**Supplied entries:**
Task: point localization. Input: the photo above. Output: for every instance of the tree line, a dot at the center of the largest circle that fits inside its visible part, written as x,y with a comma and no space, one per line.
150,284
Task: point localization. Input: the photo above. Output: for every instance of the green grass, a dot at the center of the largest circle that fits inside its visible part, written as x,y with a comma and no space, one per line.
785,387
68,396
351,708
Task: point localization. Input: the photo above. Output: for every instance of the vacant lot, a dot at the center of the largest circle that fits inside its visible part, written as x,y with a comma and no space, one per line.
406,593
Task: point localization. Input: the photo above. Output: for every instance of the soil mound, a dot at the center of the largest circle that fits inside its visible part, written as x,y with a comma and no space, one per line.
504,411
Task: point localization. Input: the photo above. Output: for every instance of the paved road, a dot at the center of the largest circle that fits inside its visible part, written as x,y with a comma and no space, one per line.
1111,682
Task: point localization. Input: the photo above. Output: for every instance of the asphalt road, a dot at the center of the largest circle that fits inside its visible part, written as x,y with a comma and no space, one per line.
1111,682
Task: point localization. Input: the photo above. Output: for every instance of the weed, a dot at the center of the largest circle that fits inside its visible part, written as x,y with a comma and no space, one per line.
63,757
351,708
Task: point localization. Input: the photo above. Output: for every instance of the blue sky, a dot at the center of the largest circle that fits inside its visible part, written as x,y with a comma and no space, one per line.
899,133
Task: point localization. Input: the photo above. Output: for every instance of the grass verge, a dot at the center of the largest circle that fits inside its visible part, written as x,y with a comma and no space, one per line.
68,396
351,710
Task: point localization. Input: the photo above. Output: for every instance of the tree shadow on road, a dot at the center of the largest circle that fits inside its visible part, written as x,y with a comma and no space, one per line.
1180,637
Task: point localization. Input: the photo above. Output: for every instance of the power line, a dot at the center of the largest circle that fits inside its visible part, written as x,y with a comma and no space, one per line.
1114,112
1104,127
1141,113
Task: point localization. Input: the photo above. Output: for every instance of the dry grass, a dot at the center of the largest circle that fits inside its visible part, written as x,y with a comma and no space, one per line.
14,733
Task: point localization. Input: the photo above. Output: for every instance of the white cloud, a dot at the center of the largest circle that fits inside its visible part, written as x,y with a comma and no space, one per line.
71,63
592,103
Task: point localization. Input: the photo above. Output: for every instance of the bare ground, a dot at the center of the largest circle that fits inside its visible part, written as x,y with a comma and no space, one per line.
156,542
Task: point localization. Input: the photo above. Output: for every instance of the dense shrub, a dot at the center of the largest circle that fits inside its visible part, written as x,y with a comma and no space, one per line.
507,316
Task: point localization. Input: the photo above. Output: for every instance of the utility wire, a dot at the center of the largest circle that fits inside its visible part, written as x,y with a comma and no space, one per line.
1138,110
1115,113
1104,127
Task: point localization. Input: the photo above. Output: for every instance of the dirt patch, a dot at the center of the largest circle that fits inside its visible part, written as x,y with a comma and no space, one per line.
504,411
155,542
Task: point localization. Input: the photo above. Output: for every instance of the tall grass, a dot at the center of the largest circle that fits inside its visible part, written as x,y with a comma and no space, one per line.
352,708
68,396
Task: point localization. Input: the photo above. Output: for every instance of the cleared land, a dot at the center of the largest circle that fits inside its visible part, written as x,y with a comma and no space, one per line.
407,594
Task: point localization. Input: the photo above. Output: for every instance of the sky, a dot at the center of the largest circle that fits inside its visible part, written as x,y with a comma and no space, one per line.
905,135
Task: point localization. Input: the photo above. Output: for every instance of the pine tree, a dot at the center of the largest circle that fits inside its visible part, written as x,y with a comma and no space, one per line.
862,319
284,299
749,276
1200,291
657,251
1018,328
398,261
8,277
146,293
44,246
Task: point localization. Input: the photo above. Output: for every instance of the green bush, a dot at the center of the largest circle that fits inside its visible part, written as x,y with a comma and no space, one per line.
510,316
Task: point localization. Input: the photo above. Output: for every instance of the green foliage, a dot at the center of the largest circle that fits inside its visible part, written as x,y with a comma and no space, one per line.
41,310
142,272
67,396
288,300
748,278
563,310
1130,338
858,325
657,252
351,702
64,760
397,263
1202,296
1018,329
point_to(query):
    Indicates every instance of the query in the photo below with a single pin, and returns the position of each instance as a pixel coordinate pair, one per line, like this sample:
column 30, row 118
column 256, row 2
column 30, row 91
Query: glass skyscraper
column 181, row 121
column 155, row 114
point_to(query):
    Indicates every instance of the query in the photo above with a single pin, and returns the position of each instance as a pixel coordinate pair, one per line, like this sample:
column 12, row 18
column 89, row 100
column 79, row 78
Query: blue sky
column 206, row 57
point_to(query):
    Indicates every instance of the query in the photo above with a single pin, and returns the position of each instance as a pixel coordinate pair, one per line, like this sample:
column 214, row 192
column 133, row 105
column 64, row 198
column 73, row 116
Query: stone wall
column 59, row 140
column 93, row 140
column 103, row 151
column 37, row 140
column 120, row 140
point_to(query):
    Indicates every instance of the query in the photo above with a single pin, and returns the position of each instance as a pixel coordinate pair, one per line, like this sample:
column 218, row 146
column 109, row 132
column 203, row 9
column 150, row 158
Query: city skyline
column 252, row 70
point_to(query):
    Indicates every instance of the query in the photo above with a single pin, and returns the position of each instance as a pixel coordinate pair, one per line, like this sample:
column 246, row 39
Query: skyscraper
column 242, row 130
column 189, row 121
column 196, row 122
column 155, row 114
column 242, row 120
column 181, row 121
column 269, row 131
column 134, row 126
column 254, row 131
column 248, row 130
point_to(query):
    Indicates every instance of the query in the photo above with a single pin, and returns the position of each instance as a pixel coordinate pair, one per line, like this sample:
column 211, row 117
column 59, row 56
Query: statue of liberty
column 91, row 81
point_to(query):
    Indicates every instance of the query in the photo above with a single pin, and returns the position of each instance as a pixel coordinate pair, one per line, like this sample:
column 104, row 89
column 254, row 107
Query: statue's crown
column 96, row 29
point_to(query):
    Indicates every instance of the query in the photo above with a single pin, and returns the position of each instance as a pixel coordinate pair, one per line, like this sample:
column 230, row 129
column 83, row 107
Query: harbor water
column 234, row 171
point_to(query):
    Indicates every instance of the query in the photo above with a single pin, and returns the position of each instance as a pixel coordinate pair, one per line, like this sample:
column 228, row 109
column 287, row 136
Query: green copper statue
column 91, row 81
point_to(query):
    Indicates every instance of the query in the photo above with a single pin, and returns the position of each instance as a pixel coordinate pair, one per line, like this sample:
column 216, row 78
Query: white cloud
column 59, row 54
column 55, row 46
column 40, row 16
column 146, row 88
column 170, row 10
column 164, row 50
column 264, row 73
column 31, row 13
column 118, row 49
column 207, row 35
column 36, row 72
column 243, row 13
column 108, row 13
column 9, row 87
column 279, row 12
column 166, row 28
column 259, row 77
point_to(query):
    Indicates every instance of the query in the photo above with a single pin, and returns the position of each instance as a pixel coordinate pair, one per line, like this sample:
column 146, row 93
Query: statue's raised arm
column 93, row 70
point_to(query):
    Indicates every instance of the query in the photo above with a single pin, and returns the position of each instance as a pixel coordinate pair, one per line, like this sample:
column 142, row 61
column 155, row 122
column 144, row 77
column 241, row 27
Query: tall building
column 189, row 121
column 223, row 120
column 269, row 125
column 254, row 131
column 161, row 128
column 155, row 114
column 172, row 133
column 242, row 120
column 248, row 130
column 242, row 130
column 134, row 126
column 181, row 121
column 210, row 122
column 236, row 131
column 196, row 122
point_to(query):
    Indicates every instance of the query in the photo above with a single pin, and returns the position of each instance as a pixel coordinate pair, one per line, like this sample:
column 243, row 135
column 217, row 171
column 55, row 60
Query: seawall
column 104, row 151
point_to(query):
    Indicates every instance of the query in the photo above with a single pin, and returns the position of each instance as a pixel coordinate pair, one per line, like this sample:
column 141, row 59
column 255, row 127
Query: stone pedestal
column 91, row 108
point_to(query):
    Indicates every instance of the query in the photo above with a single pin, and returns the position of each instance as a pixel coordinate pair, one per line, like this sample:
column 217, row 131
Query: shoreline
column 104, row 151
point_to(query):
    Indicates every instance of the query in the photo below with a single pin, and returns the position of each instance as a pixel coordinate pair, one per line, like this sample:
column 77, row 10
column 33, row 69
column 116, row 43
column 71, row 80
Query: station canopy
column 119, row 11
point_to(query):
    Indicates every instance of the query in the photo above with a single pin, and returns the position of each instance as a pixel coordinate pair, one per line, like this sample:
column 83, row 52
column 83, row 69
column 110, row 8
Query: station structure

**Exercise prompt:**
Using the records above, write out exactly the lines between the one holding "column 64, row 198" and the one holding "column 246, row 39", inclusive; leave everything else out.

**Reply to the task:**
column 64, row 198
column 73, row 116
Query: stone wall
column 59, row 140
column 93, row 140
column 103, row 151
column 37, row 140
column 120, row 140
point_to(query):
    Indicates every instance of the query in the photo above with a single pin, and returns the position of each instance as a pixel coordinate pair, one per line, like this sample:
column 218, row 146
column 109, row 132
column 203, row 9
column 150, row 158
Query: city skyline
column 252, row 70
point_to(query):
    Indicates every instance of the query in the photo above with a single pin, and returns the position of each instance as a pixel coordinate pair, one per line, like this sample:
column 246, row 39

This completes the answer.